[Dataset records]
__________________________________________________
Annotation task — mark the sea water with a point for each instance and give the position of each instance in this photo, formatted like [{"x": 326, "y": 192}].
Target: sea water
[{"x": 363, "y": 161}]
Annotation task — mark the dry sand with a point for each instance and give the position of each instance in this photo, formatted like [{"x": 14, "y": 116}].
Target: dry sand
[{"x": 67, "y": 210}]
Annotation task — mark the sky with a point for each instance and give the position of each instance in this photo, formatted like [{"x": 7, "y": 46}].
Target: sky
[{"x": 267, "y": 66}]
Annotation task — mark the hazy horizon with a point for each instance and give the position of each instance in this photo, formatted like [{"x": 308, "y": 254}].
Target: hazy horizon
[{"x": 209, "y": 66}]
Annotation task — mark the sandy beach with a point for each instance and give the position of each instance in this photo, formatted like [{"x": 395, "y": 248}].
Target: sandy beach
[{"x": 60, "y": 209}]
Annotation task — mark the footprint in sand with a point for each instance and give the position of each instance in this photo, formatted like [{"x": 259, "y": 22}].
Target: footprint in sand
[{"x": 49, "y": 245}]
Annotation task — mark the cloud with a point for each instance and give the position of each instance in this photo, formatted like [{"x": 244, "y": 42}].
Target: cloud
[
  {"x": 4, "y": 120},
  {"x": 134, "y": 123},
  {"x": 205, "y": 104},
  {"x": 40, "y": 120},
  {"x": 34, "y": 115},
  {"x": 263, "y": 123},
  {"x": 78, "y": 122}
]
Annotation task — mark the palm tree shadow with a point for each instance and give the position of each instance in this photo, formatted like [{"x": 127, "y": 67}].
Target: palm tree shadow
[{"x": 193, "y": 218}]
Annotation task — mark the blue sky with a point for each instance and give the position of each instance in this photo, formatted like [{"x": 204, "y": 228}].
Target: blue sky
__________________________________________________
§ Task instructions: Each line above that holds the string "point" should be copied and shown.

§ Completed exercise:
Annotation task — mark the sea water with a point for each instance and give the position of each instance in this photo, formatted like [{"x": 326, "y": 192}].
Annotation task — mark the dry sand with a point for each instance and give the position of each instance in this photo, formatted like [{"x": 14, "y": 116}].
Annotation task — mark the sky with a point for each instance and give the position of each instance in this photo, formatted like [{"x": 7, "y": 46}].
Annotation task — mark the hazy horizon with a point for each instance and give the position of each instance in this photo, formatted like [{"x": 308, "y": 254}].
Annotation task — mark the sandy beach with a point for each instance and give the position of each instance in this photo, formatted like [{"x": 395, "y": 248}].
Annotation task — mark the footprint in sand with a point for each instance and give the position of each instance in this photo, formatted like [{"x": 259, "y": 22}].
Annotation task — mark the cloud with a point for each instance and give the position of each instance in this photo, formatted like [{"x": 244, "y": 42}].
Annotation task — mark the palm tree shadow with a point for each instance and give the position of each instance in this photo, formatted like [{"x": 127, "y": 67}].
Annotation task — mark the blue sky with a point for each instance and give the position of each instance in this photo, formatted like [{"x": 204, "y": 228}].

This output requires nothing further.